RECORD SET -
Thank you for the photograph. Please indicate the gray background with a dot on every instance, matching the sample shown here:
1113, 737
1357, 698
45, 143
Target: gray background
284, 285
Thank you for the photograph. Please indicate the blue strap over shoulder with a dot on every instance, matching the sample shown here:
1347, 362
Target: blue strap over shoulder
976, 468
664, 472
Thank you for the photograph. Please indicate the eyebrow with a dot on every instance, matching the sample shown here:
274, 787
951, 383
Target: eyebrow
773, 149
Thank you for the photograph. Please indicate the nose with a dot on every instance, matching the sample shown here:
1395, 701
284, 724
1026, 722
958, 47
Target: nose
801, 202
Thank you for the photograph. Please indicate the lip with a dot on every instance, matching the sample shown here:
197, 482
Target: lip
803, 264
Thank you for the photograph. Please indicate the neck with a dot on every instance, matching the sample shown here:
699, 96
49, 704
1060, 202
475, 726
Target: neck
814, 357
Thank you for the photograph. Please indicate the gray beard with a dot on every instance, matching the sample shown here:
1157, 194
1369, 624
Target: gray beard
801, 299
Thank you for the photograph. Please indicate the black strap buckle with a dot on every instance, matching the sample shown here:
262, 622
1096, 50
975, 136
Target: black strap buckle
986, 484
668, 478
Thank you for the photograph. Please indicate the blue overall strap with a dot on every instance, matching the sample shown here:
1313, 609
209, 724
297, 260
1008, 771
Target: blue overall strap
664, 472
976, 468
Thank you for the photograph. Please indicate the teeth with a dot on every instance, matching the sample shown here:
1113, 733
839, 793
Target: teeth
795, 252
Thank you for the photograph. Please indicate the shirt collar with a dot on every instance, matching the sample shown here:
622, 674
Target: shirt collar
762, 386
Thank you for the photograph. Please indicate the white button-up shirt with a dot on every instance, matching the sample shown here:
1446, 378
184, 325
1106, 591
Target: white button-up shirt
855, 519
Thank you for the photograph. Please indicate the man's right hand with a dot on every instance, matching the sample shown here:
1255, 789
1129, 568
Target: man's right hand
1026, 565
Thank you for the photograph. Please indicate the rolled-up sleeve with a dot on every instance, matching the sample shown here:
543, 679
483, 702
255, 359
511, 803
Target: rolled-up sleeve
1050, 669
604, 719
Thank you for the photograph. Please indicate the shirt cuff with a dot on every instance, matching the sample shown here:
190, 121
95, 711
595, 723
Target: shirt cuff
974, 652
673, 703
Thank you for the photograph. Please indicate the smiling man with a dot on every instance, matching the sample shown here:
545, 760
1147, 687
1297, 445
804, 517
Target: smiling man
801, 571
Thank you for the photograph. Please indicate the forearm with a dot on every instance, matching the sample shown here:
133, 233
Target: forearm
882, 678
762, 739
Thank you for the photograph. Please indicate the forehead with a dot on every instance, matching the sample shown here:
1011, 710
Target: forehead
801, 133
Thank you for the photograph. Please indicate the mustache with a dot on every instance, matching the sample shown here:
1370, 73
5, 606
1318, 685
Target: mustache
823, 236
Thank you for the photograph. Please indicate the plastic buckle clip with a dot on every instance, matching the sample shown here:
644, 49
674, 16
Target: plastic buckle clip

EXERCISE - Set out the complete listing exactly as shown.

REPLY TO THE EXERCISE -
Thank you for the photograph. Please indicate the gray background with a dot on every instance, matching the sample shown here:
1113, 737
1357, 698
45, 143
Target: gray background
284, 285
Thank you for the photograph. Please indicate the blue strap over shoulder with a dot on every instance, matching the sample shown here:
1347, 362
Target: blue strap over shoulder
976, 468
664, 472
Thank you for the photograph. Please indicate the eyebrow with a dot on every instance, matching the sample shown here:
274, 787
951, 383
Target: eyebrow
773, 149
Thank you for the photograph. Please indicate the nose with a dot on every instance, matching the sample shown here:
1395, 701
284, 724
1026, 722
958, 47
Target: nose
801, 202
Thank you for the photograph. Please indicate the lip with a dot on every instance, matching the sample shown here:
197, 482
Target: lip
803, 264
Thank you for the photograph. Please indicate the neck with a dot on every instance, matching the sample shown here:
699, 96
49, 704
1060, 202
475, 726
Target: neck
814, 357
Thank you for the photograph. Please indicate the gray beard with a dot on every instance, matching the sample shown here:
1157, 194
1369, 624
Target: gray beard
801, 299
Thank you for the photograph. Please indicate the black strap buckle with a dot on every instance, matching the sample shown here:
262, 622
1096, 50
975, 136
Target: black strap buckle
986, 484
668, 478
Thank you for the photograph. Please indicate the blue overall strap with a dot on every instance, matching the sample shown here:
1313, 609
209, 724
297, 260
1008, 771
Target: blue overall strap
664, 472
976, 468
Thank you for the photograph. Please indicate the teeth with a dot on every instance, matching the sample shown here:
1113, 733
839, 793
Target: teeth
795, 252
Thank you for the photograph. Please indicate the shirt collar with a dot on every instance, matching the sample shown here:
622, 674
Target: shirt collar
762, 386
Thank you for the photograph. Please indicate the white button-up shirt with a dot on every instance, matching the sample shown here:
1446, 378
184, 325
1106, 591
Target: white button-up shirt
855, 519
Thank you for the photograph. Please indicate the man's right hand with a dot on every instance, matching the sample shown here:
1255, 789
1129, 568
Target: man's right hand
1026, 565
Thank you for the photograph. Please indicate the rolled-up sleeve with a dot on every instance, matching the sample shown here:
543, 679
483, 702
255, 359
511, 803
Target: rolled-up sleeve
1050, 669
604, 719
Thank you for the photograph. Please indicate the shirt cuff with a dot on every instance, matching the sample shown here:
190, 121
95, 711
595, 723
Target: shirt cuff
974, 652
673, 703
Thank you for the photograph. Please indicate the smiling man with a dot on every instance, matching the sample shown here:
545, 760
1147, 687
1297, 445
804, 517
Target: smiling man
801, 571
Thank you for the photograph. Please indicate the forearm with a dot on every instance, matching the sample shown here:
133, 233
Target: forearm
882, 678
762, 739
Thank you for the photograph. Please indicate the forehead with a dot on every instance, matching the sample shown here:
1011, 710
Target: forehead
801, 133
Thank you for the photograph. Please indicate the mustache with a dot on every instance, matching the sample shown here:
1370, 73
5, 606
1318, 685
Target: mustache
823, 236
Thank you for the photograph. Please indicate the plastic buckle clip with a dot on every instance, matching the sample shown here:
644, 49
674, 16
Target: plastic buckle clip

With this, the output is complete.